> **EXERCISE INSTRUCTIONS**
[1] Retype the article on the Duindorp New Year demonstration from "Local news station" to "celebrations, including lighting.".
[2] List every word or phrase that the article on the Duindorp New Year demonstration sets in single quotation marks.
[3] Proceed with the article on the Duindorp New Year demonstration from where it stops.

Mayor knew about New Year ‘dance demo’ in The Hague suburb

Mayor of The Hague, Jan van Zanen. Photo: Wikipedia
Mayor of The Hague, Jan van Zanen. Photo: Wikipedia

The mayor of The Hague, Jan van Zanen, was aware of the controversial ‘demonstration’ in Duindorp on New Year’s Eve which saw hundreds of people, including children, dancing and chanting while ignoring social distancing rules.

Local news station Omroep West reported that the cost of the festive lights at the event, quoted as being around €10,000, was paid for by the city council. A spokesman said the demonstration was not directly funded, but money was allocated for an ‘alternative programme’ to the regular New Year celebrations, including lighting.

Some of those involved in the planning told Omroep West that the idea to stage a demonstration came from the mayor himself, out of concern that the neighbourhood could become unruly in the absence of New Year celebrations and fireworks.

Last year there were several nights of rioting and disorder in Duindorp and Scheveningen when the traditional beach fires were cancelled on safety grounds. In a letter to the council in October, before the lockdown was imposed, the mayor expressed his concern about ‘major challenges’ around New Year that could lead to ‘mischief or worse forms of disturbance in public spaces’.

> **SUPPLIED DATA**
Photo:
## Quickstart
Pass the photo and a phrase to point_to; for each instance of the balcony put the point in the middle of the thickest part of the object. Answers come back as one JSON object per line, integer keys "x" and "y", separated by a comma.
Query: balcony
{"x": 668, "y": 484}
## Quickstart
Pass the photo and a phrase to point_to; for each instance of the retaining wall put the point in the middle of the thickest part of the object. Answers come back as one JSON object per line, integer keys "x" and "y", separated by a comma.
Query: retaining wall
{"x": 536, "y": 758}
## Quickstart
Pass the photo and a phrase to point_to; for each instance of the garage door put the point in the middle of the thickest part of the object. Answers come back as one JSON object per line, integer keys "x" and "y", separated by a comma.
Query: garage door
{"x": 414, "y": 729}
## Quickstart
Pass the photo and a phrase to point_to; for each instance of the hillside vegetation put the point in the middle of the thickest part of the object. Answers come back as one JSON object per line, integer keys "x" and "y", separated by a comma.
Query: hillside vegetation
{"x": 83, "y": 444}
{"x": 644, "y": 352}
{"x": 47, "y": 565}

> **ANSWER SECTION**
[1]
Local news station Omroep West reported that the cost of the festive lights at the event, quoted as being around €10,000, was paid for by the city council. A spokesman said the demonstration was not directly funded, but money was allocated for an ‘alternative programme’ to the regular New Year celebrations, including lighting.

[2]
‘dance demo’
‘demonstration’
‘alternative programme’
‘major challenges’
‘mischief or worse forms of disturbance in public spaces’

[3]
Van Zanen said at the weekend that the demonstration had been notified in advance to the authorities and footage of the event was being studied, but there was ‘no question’ of it being an authorised street party.

‘It was a genuine demonstration that ended at the agreed time. But we are going to take a good look at it,’ the mayor said.

Demonstrations ‘allowed’

Omroep West reported that a demonstration was one of the options put forward during discussions about possible alternatives to New Year festivities that complied with coronavirus lockdown rules.

Van Zanen said that demonstrations were ‘always allowed’ provided they were genuine protests. Two banners were hung up in Duindorp’s Tesselplein during the event, which mostly featured families dancing to music. Police did not intervene even though video footage showed few of those taking part wore masks or kept the required 1.5 metres apart.

Sources told Omroep West that police were reluctant to endorse the event, but the council said it had been agreed within the driehoek of police, justice and the local authority that considers public safety issues.

Kavish Partiman, leader of the Christian Democrat group on the city council, said the demonstration sent out ‘completely the wrong signals’ to people who had stuck to the rules and given up their usual New Year celebrations.

‘So if you kick up a fuss for long enough and the council is worried about things getting out of hand, you get to have a party,’ he said on Twitter.

The right-wing liberal VVD party, to which Van Zanen is affiliated, has submitted written questions to the council about the event.